─── Provided entries

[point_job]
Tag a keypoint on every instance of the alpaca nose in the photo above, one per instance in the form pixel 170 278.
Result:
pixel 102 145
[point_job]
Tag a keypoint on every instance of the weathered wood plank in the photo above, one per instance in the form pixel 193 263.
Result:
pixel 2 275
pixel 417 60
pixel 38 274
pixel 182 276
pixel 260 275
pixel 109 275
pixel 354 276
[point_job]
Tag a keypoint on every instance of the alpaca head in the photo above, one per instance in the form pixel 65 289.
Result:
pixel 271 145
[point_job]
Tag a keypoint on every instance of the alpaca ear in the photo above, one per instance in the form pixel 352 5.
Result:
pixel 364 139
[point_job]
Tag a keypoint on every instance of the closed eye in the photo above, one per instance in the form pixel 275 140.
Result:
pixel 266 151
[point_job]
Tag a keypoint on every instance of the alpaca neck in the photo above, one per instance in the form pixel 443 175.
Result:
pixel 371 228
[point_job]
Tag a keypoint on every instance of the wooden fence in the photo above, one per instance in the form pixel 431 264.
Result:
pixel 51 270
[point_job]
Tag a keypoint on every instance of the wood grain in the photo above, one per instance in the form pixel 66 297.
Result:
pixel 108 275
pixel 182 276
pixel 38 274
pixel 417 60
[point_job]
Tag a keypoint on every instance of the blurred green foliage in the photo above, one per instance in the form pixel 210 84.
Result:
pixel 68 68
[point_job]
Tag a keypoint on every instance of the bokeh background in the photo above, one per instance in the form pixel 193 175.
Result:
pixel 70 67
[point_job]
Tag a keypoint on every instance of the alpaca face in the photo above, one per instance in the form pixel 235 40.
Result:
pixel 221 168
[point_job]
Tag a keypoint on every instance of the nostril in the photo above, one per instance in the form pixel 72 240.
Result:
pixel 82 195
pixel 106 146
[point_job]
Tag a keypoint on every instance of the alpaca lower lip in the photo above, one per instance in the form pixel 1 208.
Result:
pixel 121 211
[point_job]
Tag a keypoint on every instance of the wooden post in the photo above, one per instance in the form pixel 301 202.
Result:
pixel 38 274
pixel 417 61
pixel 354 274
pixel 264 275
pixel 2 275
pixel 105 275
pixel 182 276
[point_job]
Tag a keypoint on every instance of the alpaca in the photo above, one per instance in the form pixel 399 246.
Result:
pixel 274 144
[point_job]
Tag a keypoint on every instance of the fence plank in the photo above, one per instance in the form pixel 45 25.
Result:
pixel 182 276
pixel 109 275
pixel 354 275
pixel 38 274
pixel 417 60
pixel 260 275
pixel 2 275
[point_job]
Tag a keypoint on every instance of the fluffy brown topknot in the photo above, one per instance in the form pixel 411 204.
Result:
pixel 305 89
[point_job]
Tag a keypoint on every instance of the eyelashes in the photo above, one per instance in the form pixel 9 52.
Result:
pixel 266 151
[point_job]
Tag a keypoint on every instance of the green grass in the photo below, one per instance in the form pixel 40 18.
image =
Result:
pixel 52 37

──────

• Task
Every line above is to be transcribed exactly, with nothing missed.

• Output
[point_job]
Tag a keypoint on every instance of the alpaca nose in the photo above, one per instance in the form pixel 170 278.
Result:
pixel 102 145
[point_job]
Tag a keypoint on every instance of the weathered wood plank in the photo above, one per instance in the form pixel 193 263.
Result:
pixel 2 275
pixel 417 60
pixel 38 274
pixel 182 276
pixel 260 275
pixel 109 275
pixel 354 276
[point_job]
Tag a keypoint on every instance of the alpaca head in the photo above, one per instance in the form pixel 65 289.
Result:
pixel 271 145
[point_job]
Tag a keypoint on every instance of the alpaca ear in the photo above, one per instance in the form pixel 352 5.
Result:
pixel 364 139
[point_job]
Tag a keypoint on every instance of the closed eye in the photo above, one per instance in the form pixel 275 140.
Result:
pixel 266 151
[point_job]
Tag a keypoint on every instance of the alpaca neck in the photo above, one per instance in the form pixel 443 175.
Result:
pixel 371 228
[point_job]
Tag a keypoint on every instance of the wooden fence in the photo above, one per instance in the form pixel 431 264.
Result:
pixel 51 270
[point_job]
Tag a keypoint on every instance of the wood grain in the photo above, one per instance in the form pixel 66 297.
Result:
pixel 108 275
pixel 182 276
pixel 38 274
pixel 417 60
[point_job]
Tag a keypoint on every instance of the blurred green foliage in the photo above, one per instance in the form pixel 210 84.
Result:
pixel 68 68
[point_job]
Tag a keypoint on every instance of the bokeh background in the photo above, one per instance in the form pixel 193 175.
Result:
pixel 70 67
[point_job]
Tag a keypoint on every instance of the alpaca face in the photo above, one per instance in the form pixel 235 40.
Result:
pixel 221 168
[point_job]
Tag a keypoint on every instance of the nostril in the photo above, one per instance in the form pixel 72 240.
Result:
pixel 82 195
pixel 106 146
[point_job]
Tag a keypoint on every instance of the alpaca lower lip in the photo above, one per instance in the form pixel 1 208.
Result:
pixel 121 211
[point_job]
Tag a keypoint on every instance of the wooden post in the photo above, one per instance in the form pixel 301 202.
Result:
pixel 38 274
pixel 417 61
pixel 354 274
pixel 264 275
pixel 2 275
pixel 105 275
pixel 182 276
[point_job]
Tag a keypoint on every instance of the alpaca in the photo above, one per instance in the form pixel 399 246.
Result:
pixel 274 144
[point_job]
Tag a keypoint on every instance of the fence plank in the photo above, one per instance in the form pixel 45 25.
Result:
pixel 182 276
pixel 109 275
pixel 354 275
pixel 38 274
pixel 417 60
pixel 260 275
pixel 2 275
[point_job]
Tag a keypoint on every instance of the fluffy brown topknot in the photo above, one per instance in the form pixel 411 204.
Result:
pixel 305 89
[point_job]
Tag a keypoint on every instance of the eyelashes in the photo above, one per instance in the form pixel 9 52.
Result:
pixel 266 151
[point_job]
Tag a keypoint on every instance of the green grass in the photo below, one per instance in the form pixel 40 18.
image =
Result:
pixel 52 37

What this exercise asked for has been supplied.